═══ Task data ═══

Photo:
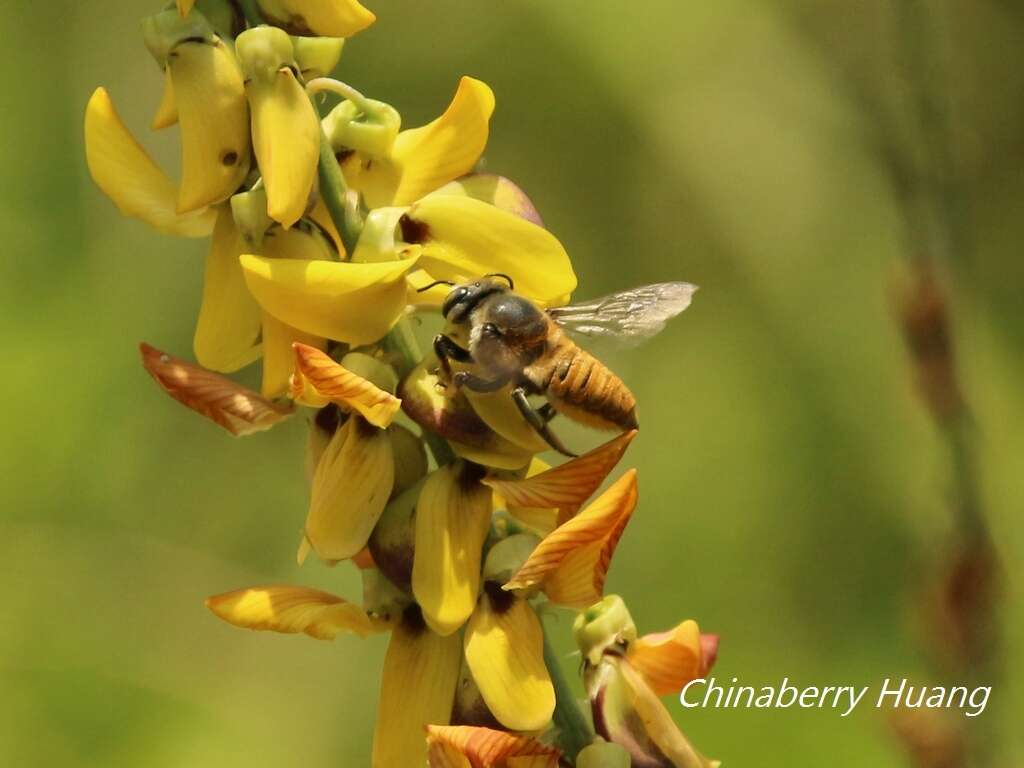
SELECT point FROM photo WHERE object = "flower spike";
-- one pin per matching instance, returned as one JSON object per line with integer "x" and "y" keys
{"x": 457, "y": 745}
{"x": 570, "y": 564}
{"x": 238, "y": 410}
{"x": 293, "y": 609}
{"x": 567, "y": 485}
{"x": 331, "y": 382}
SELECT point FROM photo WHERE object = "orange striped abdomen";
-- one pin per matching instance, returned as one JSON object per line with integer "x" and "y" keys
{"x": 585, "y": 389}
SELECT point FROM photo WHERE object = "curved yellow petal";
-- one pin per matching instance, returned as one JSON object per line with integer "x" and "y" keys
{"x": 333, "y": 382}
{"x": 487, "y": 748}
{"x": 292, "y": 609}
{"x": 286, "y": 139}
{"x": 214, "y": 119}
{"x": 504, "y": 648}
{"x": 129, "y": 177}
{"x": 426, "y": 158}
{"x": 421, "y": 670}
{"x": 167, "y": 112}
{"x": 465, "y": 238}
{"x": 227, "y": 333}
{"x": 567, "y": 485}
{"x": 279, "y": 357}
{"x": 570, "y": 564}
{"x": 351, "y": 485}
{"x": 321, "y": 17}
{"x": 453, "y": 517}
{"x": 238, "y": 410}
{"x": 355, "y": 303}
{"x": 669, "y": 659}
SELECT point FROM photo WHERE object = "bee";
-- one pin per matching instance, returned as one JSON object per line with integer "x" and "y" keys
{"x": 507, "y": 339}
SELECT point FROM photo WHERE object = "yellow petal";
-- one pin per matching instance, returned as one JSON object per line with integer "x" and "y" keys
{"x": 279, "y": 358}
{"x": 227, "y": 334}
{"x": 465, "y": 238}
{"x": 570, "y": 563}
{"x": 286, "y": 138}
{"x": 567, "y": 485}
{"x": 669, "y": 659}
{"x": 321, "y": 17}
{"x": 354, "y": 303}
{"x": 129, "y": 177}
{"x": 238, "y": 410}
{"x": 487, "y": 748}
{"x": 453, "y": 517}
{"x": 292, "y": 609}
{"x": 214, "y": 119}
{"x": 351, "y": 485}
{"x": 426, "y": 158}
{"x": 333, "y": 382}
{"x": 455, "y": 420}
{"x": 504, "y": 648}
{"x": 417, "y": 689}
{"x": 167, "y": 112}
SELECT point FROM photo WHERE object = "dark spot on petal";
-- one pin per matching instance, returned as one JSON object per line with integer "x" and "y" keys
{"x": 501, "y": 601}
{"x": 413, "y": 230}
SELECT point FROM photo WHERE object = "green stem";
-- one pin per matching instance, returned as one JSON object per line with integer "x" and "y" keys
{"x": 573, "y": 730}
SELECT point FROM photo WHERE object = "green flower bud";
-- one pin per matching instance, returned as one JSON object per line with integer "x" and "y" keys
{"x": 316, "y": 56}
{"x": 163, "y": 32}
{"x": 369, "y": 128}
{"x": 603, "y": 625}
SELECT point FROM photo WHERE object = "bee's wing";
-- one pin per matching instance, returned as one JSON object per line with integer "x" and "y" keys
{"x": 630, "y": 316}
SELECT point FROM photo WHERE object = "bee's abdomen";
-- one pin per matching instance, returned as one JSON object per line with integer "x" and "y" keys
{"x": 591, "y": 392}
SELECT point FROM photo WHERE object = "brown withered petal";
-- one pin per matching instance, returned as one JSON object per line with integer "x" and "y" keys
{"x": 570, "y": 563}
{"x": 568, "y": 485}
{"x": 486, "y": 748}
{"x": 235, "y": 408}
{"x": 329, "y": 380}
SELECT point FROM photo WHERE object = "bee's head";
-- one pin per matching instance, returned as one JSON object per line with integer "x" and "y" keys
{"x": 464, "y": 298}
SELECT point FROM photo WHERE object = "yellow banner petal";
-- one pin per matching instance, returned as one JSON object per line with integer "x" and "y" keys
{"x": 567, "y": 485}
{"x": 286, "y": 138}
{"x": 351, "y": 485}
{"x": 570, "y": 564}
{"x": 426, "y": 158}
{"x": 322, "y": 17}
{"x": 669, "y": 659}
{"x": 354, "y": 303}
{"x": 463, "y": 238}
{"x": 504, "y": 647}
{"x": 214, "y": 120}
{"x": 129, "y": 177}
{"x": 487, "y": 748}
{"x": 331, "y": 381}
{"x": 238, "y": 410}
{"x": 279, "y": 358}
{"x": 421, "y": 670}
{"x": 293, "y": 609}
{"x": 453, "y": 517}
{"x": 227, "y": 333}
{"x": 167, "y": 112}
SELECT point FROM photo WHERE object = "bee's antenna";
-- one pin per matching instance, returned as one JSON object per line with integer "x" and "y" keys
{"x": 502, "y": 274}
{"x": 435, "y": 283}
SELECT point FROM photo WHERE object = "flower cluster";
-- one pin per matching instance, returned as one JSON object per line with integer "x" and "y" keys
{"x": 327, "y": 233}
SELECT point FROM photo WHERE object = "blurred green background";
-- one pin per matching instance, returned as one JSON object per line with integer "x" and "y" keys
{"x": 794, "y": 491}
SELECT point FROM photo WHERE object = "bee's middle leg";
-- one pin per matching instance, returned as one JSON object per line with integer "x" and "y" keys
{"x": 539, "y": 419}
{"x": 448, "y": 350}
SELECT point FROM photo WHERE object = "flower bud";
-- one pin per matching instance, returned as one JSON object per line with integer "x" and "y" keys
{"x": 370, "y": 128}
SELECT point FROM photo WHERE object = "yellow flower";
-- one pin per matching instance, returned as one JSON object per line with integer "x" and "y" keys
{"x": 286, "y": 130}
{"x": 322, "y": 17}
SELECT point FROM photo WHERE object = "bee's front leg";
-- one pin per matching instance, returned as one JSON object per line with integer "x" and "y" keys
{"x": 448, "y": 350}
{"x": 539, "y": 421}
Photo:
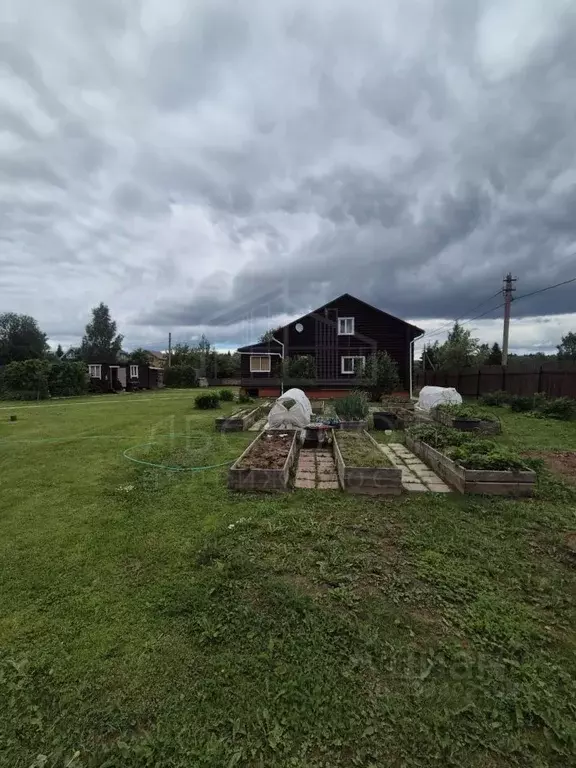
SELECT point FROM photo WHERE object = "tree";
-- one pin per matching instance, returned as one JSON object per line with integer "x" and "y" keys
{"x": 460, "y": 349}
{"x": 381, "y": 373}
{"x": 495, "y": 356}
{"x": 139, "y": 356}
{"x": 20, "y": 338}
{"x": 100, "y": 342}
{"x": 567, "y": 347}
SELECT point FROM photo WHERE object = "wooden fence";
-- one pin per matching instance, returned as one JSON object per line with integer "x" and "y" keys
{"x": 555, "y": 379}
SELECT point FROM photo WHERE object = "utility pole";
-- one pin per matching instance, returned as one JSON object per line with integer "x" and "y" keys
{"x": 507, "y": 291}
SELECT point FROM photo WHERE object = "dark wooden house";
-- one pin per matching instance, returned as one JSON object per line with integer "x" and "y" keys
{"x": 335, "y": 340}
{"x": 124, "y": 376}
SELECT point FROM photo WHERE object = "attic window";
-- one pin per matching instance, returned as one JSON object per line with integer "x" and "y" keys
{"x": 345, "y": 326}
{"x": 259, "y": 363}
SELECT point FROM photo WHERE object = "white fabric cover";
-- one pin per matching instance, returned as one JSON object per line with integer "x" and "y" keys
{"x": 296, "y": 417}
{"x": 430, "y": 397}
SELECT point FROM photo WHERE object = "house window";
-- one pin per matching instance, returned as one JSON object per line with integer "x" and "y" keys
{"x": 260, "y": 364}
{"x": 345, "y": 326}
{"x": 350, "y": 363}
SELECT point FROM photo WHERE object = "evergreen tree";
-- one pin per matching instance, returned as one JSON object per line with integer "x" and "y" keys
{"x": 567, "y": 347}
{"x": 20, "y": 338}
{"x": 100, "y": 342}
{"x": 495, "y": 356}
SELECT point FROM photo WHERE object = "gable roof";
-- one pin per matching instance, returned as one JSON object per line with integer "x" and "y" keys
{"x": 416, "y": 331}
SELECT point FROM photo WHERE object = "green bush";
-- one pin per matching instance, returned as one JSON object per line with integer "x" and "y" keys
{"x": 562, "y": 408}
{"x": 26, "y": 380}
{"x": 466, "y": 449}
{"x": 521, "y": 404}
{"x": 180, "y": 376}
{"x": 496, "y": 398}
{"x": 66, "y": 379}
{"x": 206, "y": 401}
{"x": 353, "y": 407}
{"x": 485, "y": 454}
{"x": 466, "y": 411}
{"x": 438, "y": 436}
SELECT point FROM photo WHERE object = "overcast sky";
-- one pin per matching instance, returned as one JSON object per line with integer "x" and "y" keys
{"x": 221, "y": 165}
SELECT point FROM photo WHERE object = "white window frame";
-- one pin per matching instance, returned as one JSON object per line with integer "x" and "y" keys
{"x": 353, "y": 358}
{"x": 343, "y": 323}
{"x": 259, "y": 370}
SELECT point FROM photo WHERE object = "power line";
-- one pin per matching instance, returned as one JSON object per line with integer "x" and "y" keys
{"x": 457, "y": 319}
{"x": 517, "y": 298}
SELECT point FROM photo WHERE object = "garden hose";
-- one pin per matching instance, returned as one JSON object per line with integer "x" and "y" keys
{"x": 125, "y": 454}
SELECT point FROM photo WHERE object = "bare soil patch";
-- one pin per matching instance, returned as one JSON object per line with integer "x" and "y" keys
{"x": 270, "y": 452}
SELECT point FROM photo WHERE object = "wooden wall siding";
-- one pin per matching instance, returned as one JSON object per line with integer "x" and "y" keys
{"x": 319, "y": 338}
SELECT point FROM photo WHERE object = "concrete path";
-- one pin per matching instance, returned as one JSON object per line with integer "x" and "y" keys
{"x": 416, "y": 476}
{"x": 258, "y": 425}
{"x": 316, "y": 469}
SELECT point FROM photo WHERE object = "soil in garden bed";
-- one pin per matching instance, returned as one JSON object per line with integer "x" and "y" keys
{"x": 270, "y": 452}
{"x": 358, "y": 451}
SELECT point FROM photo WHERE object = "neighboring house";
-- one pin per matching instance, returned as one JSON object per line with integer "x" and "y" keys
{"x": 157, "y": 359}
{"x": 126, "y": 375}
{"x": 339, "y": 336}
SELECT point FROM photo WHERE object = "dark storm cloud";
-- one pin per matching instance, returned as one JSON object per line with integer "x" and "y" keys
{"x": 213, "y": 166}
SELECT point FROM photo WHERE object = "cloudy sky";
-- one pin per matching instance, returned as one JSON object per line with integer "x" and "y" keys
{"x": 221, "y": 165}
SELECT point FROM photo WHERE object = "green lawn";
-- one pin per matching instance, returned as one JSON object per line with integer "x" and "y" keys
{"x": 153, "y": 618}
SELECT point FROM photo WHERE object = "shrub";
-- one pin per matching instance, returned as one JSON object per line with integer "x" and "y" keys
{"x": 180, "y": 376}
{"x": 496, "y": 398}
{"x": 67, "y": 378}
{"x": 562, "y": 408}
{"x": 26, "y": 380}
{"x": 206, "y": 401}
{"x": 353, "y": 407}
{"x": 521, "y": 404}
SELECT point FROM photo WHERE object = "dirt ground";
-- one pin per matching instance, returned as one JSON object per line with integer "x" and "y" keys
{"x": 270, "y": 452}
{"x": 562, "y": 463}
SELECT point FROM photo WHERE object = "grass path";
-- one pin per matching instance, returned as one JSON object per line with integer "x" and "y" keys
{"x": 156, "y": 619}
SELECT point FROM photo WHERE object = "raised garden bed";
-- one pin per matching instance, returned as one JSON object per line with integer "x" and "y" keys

═══

Exercise task: Report every line of the data above that contains the word "white".

Exercise result:
SELECT point FROM photo WHERE object = "white fabric cover";
SELECT point FROM photo WHERE object = "white window frame";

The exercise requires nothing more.